TRECHO:
★ ★ ★ ★ ★

ADVOGADOS SE MANIFESTAM CONTRA PLENÁRIO VIRTUAL DO STF.
Um seleto grupo de mais de cem advogados enviou uma
carta pública ao presidente do STF, ministro Dias Toffoli, se manifestando
contra o plenário virtual da Corte, instalado sob alegação de prevenção à
propagação do coronavírus.
Conforme os termos da carta, um dos problemas é que
os julgamentos não são públicos e os advogados não podem participar, o que não
é muito democrático.
Vejamos, portanto, o inteiro teor da carta pública assinada por
advogados e advogadas, a saber:
“Excelentíssimo
Senhor Ministro Dias Toffoli, DD. Presidente do Colendo Supremo Tribunal
Federal
Os abaixo-assinados,
todos advogados militantes perante essa Suprema Corte, vêm, com o devido
respeito, manifestar preocupações a propósito da ampliação da competência do
assim chamado “plenário virtual”.
É sabido que essa
augusta Casa vem, há algum tempo, realizando julgamentos de casos menos
complexos, nessa nova modalidade. Tais julgamentos não são públicos e não
contam com a participação dos advogados.
Em razão da atual
crise sanitária, essa Corte aprovou a Emenda Regimental nº 53/2020 e a
Resolução 669/2020, que ampliaram consideravelmente a competência do plenário
virtual. A rigor, todo e qualquer processo, inclusive os de maior relevo, tais
como as ações que viabilizam o controle concentrado de constitucionalidade e
recursos extraordinários com repercussão geral reconhecida, podem ser julgados
em tal ambiente.

★ ★ ★ ★ ★

DADOS FORNECIDOS:
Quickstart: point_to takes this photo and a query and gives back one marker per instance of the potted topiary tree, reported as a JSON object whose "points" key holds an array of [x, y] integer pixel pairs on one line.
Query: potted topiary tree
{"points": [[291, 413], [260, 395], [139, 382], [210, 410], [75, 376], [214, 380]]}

★ ★ ★ ★ ★

QUESTÕES E TAREFAS:
- A) Reproduza palavra por palavra a parte do trecho que vai de "ADVOGADOS SE MANIFESTAM" até "propagação do coronavírus.".
- B) Segundo o trecho, quais normas aprovadas pelo STF ampliaram a competência do plenário virtual?
O material não tem relação com o trecho.

RESPOSTAS FINAIS:
- A)
ADVOGADOS SE MANIFESTAM CONTRA PLENÁRIO VIRTUAL DO STF.
Um seleto grupo de mais de cem advogados enviou uma
carta pública ao presidente do STF, ministro Dias Toffoli, se manifestando
contra o plenário virtual da Corte, instalado sob alegação de prevenção à
propagação do coronavírus.

- B) A Emenda Regimental nº 53/2020 e a Resolução 669/2020.